> Stated exercise: Count the lines of the records below that contain the string "beard", matching case exactly. Reply with the number alone.

Collected data entries:
+-------+
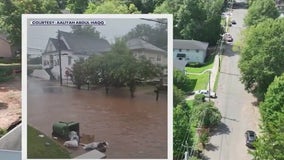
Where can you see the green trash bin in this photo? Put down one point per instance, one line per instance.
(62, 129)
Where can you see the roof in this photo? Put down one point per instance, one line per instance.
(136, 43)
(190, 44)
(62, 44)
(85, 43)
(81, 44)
+-------+
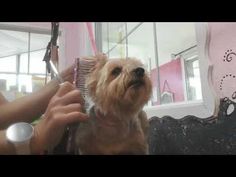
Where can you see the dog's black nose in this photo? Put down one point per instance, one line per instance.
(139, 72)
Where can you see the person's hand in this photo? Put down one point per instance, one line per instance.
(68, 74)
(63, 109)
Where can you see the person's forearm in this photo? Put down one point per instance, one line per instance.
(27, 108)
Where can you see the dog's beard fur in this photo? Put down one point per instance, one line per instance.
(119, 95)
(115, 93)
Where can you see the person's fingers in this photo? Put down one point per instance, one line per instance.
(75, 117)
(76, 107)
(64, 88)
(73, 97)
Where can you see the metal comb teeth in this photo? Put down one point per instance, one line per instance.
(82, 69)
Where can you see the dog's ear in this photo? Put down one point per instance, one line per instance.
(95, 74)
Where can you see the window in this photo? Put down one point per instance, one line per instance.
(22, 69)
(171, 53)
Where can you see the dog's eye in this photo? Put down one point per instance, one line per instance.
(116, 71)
+-------+
> Answer for this exercise: 1